___ Text provided

- Origin: London/Plymouth, England, UK
- Genres: Reggae, dub
- Years active: Mid 1980s–present
- Labels: A&O, Greensleeves, ROIR, BSI
- Members: Christine Woodbridge John Sprosen

= Alpha & Omega (band) =

British reggae band

Alpha And Omega are a roots dub duo that mix both analogue and digital elements, comprising bassist Christine Woodbridge and keyboard player John Sprosen, both of whom had played in reggae bands previously, Sprosen also having worked with the Roaring Lion Sound System. They began working together in the mid-1980s, splitting their time between their home towns of London and Plymouth, and issued their debut home-recorded cassette in 1988. They were picked up by Greensleeves Records, who acted as a parent company to the duo's A&O label, and also worked with Jah Shaka, for whom they supplied rhythm tracks. Although they are strongly influenced by artists such as Lee "Scratch" Perry, King Tubby and Augustus Pablo, they have developed a sound that has been described as "uniquely British". In a review of their Mystical Things album, Rick Anderson, writing for Allmusic, wrote: "This prolific London-based duo is responsible for some of the most convincing old-school reggae to come from the first world."

______

▸ **Request 1**
For each statement, say whether the Alpha & Omega band profile agrees with it (yes or no), and quote the words of the profile that decide it. (a) Christine Woodbridge is the duo's keyboard player. (b) The duo issued a debut cassette in 1988. (c) Greensleeves Records served as parent company to the duo's A&O label.
▸ **Request 2**
Extend the Alpha & Omega band profile by writing what comes after its final sentence.
The data that follows has no connection to the Alpha & Omega band profile.

___ Data extract

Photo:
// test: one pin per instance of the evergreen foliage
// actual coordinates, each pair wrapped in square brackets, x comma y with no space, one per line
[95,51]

______

▸ **Answer 1**
(a) No: "comprising bassist Christine Woodbridge and keyboard player John Sprosen"
(b) Yes: "issued their debut home-recorded cassette in 1988"
(c) Yes: "who acted as a parent company to the duo's A&O label"

▸ **Answer 2**
==Discography==
- Daniel in the Lion's Den (1990) A&O01
- King & Queen (1991) A&O09
- Overstanding (1991) A&O18
- Watch and Pray (1992) A&O27/Greensleeves [CD]
- Almighty Jah (1988) A&O77 (Alpha & Omega meets Dub Judah)
- Everyday Life (1993) A&O93
- Safe in the Ark (1993) A&O/[Marketed & Distributed by Greensleeves Records Ltd.(A&OCD94)]
- The Signs (1994) BUB29 (Iries In Roots meets Alpha & Omega)
- Dubplate Selection Volume 1 (1995) A&O/Greensleeves
- Sound System Dub (1995) ROIR (compilation)
- Tree Of Life (1996) A&O096
- Voice In The Wilderness (1996) Greensleeves
- Dubplate Selection Volume 2 (1997) A&O
- The Sacred Art Of Dub (1998) (Alpha & Omega Meets The Disciples)/ Greensleeves
- Dub Magic (1999) ZGRCD001 [Selected and mastered exquisitely by Zions'Gate Records]
- Mystical Things (2000) BSI
- Dub Philosophy (2001) BSI
- Show Me a Purpose Versions (2001) Hammerbass
- Serious Joke (2001) A&O
- Spirit of the Ancients (2003) A&O (Jonah Dan + Alpha & Omega)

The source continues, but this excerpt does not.